## BRIEF:
All lines below starting at the one that holds "Phrase: cable" and ending at the one that holds "Phrase: background player" should be printed exactly, ends included. Pictures should not be printed, nor anything else.

□ □ □ □ □ □ □

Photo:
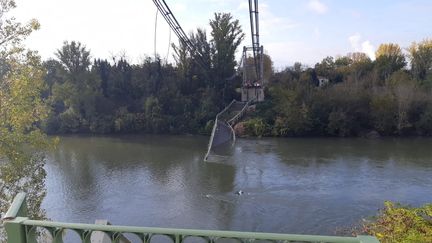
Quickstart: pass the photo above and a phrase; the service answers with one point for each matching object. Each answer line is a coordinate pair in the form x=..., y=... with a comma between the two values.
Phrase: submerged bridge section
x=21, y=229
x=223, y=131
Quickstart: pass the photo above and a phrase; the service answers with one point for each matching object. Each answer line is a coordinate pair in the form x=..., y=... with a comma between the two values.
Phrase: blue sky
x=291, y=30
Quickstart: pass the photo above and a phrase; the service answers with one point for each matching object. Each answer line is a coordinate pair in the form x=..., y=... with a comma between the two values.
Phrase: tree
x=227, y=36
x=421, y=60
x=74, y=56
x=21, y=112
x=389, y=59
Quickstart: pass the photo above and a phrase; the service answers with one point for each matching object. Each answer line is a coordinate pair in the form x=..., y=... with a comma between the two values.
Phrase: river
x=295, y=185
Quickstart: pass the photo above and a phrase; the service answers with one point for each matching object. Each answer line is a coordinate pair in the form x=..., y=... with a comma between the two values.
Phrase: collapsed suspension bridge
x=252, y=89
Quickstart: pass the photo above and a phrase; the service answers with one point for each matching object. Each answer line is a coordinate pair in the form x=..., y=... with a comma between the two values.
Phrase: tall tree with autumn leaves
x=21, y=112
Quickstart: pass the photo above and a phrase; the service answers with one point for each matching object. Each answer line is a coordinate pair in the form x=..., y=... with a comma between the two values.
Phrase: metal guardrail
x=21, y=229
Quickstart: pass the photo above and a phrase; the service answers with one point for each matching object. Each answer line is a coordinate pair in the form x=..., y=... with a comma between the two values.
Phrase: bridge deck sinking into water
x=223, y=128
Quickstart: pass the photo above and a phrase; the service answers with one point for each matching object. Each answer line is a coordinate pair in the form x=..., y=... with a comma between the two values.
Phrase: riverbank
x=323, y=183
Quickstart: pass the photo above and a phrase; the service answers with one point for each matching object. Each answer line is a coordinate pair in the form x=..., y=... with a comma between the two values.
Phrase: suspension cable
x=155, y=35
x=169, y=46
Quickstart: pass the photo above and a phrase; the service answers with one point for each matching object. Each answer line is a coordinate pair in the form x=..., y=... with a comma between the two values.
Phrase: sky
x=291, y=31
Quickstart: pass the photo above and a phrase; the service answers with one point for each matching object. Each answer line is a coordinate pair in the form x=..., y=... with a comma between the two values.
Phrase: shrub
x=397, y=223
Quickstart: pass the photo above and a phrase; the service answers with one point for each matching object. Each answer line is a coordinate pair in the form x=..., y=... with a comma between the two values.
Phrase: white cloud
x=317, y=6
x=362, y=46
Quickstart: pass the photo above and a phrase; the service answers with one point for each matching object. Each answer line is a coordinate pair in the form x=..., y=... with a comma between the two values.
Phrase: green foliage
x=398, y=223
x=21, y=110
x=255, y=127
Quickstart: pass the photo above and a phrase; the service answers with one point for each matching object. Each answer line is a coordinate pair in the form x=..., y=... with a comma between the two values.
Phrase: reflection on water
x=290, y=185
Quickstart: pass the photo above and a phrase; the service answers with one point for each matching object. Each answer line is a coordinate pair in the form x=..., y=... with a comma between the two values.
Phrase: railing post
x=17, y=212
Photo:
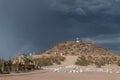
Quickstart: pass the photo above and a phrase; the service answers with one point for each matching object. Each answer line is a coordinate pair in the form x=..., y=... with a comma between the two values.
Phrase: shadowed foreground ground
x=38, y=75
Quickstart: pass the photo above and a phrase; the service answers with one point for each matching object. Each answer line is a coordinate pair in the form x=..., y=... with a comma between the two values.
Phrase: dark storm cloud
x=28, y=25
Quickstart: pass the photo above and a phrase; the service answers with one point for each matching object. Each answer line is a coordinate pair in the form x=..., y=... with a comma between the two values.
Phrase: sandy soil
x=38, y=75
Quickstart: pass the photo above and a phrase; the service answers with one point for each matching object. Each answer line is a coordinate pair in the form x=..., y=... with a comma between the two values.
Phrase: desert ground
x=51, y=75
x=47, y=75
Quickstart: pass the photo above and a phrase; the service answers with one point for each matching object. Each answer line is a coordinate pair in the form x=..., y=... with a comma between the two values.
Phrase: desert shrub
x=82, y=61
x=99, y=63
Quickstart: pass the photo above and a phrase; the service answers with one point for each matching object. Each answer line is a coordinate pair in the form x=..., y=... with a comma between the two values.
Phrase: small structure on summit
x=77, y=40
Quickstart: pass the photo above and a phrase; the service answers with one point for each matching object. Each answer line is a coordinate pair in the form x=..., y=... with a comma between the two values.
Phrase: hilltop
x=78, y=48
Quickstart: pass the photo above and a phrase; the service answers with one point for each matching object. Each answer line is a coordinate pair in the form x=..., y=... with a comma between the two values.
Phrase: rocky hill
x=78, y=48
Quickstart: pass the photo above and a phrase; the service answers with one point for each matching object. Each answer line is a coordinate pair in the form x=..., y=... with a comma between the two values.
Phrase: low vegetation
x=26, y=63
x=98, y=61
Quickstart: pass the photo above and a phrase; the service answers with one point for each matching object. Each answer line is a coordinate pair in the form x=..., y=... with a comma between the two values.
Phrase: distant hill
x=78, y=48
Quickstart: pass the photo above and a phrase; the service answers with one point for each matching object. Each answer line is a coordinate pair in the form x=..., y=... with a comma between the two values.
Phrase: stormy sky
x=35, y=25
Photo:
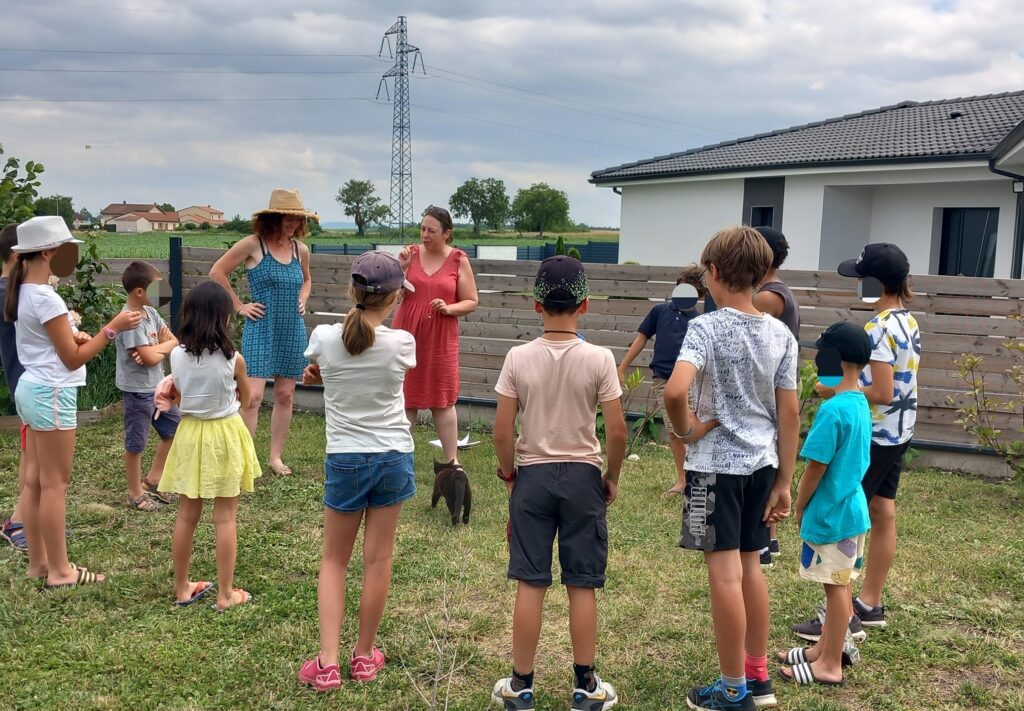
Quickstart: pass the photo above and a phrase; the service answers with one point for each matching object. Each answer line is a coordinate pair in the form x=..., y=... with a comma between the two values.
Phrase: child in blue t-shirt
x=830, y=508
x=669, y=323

□ □ □ □ □ □ □

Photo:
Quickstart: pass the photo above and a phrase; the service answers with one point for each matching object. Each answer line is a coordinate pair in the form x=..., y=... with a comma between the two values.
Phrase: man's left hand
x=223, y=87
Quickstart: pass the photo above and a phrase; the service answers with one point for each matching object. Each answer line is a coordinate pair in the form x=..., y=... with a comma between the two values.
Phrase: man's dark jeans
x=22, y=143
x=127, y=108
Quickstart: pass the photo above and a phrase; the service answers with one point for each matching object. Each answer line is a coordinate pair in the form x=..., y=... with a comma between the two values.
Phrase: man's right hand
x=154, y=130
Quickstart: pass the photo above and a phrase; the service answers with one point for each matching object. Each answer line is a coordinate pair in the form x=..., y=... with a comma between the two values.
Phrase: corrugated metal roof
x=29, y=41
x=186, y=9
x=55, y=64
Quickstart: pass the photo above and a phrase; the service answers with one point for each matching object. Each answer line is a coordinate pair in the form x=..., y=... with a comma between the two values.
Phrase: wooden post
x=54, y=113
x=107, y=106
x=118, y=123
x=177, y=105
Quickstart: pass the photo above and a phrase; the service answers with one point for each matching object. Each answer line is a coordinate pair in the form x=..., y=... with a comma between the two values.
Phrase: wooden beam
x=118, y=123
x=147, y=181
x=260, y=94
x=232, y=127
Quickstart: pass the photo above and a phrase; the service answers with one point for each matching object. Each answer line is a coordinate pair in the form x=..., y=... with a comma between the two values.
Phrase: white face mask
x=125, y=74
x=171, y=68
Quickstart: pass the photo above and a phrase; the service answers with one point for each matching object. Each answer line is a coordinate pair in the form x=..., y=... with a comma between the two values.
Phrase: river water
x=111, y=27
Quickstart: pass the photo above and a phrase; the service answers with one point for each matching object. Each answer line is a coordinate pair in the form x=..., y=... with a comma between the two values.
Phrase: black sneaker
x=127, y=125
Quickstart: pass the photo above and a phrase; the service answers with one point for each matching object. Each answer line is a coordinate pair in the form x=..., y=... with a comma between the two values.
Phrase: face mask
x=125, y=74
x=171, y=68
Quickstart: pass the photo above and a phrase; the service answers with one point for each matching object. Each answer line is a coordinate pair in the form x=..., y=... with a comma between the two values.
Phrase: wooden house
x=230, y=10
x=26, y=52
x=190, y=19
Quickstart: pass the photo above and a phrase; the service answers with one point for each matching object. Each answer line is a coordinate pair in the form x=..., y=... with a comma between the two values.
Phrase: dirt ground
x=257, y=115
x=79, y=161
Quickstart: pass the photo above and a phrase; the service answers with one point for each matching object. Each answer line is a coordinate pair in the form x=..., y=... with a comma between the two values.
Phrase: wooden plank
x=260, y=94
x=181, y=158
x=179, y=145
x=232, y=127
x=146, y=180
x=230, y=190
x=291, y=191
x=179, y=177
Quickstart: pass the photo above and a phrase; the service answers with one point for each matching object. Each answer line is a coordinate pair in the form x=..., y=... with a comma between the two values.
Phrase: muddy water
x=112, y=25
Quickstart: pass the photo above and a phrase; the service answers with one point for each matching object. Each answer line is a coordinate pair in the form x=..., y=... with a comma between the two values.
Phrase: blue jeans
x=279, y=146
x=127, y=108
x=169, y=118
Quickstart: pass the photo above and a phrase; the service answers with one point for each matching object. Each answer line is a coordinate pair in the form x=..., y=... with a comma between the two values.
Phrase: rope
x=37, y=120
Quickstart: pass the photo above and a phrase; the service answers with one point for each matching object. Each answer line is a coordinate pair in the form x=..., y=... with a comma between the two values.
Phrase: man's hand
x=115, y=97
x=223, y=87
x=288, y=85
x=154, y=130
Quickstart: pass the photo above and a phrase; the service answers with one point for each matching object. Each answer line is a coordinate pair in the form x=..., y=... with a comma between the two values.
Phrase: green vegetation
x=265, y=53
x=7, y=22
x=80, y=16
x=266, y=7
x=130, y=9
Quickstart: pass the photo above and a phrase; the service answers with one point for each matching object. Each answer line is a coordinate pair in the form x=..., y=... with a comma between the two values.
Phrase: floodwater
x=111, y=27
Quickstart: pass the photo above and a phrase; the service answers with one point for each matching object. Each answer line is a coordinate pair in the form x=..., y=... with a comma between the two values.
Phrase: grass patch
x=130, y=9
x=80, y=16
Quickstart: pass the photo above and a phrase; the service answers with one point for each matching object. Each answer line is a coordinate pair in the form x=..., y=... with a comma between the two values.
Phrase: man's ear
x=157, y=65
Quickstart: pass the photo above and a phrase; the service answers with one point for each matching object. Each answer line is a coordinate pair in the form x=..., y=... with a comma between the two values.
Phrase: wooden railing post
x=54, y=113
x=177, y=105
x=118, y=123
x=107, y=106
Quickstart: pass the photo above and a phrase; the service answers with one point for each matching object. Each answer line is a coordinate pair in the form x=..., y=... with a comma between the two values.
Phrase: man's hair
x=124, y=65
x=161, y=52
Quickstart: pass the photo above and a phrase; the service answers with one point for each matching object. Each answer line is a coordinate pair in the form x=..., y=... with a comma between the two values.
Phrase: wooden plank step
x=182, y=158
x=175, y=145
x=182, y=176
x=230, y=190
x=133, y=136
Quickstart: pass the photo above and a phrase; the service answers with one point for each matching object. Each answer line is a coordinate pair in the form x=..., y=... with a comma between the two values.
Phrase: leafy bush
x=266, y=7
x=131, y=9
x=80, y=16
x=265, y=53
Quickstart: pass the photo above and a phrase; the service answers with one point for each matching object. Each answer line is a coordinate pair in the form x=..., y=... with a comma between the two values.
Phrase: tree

□ □ □ □ □ □ □

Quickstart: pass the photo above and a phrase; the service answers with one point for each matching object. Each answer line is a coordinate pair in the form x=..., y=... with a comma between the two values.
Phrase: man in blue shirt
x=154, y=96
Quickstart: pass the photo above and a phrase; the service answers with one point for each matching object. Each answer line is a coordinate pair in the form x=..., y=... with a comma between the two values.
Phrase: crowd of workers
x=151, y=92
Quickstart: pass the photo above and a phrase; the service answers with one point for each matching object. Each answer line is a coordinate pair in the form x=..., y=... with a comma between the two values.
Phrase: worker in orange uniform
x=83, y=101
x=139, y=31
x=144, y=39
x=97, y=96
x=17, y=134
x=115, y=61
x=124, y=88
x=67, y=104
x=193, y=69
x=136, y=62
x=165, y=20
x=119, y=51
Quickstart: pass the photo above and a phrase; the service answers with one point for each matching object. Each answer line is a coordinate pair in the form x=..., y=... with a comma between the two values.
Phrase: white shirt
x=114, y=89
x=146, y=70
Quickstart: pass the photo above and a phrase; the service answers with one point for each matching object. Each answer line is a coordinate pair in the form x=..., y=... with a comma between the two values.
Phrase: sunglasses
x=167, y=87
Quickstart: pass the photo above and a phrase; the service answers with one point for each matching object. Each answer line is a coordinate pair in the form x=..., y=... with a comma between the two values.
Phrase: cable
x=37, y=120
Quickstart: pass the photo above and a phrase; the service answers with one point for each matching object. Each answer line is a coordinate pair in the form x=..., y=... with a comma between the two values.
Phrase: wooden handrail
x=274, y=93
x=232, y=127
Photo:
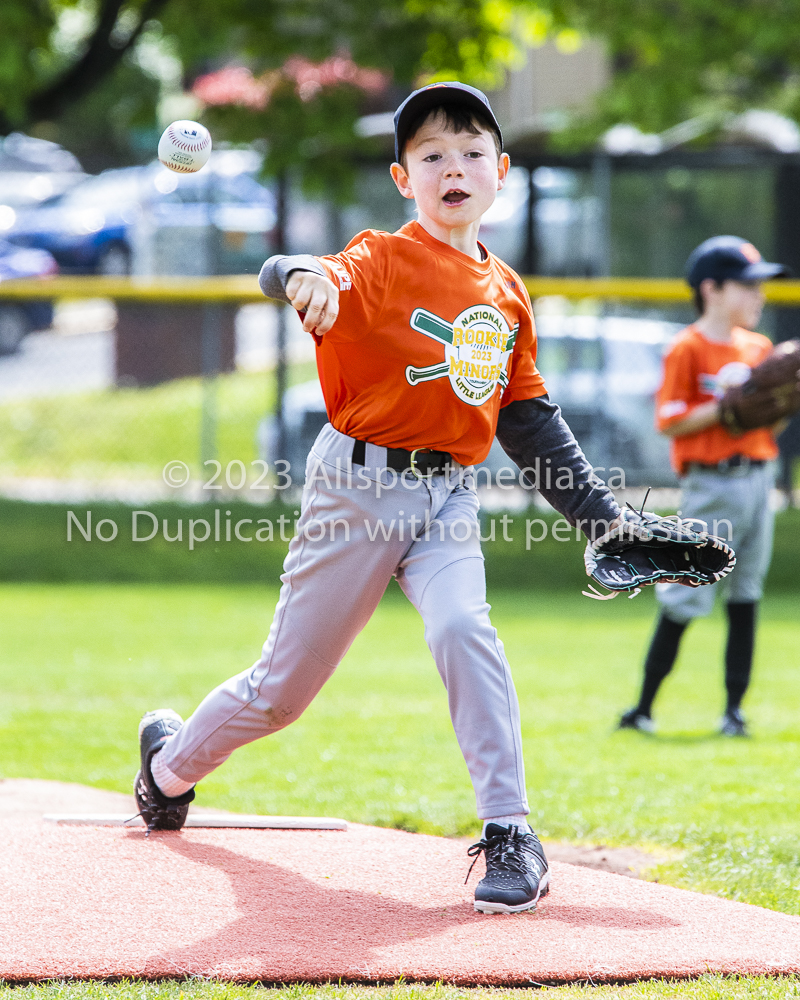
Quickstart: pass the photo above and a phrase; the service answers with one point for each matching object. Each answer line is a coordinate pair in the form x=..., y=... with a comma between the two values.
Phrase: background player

□ □ □ □ □ □ □

## ANSWER SPACE:
Phrase: cable
x=37, y=120
Quickstart: pass the photo above and a phrase; the service answers with one point for each matching object. Each answer line is a coordinate pair in the form x=..., y=... with a comma between the two values.
Phrase: wooden handrail
x=274, y=93
x=232, y=127
Photo:
Quickstart: pass the photo above and a phrase; the service answers with one point for each matching object. Each answer line is a coordinate pair in the form x=..., y=... with a comma between the two values.
Phrase: background player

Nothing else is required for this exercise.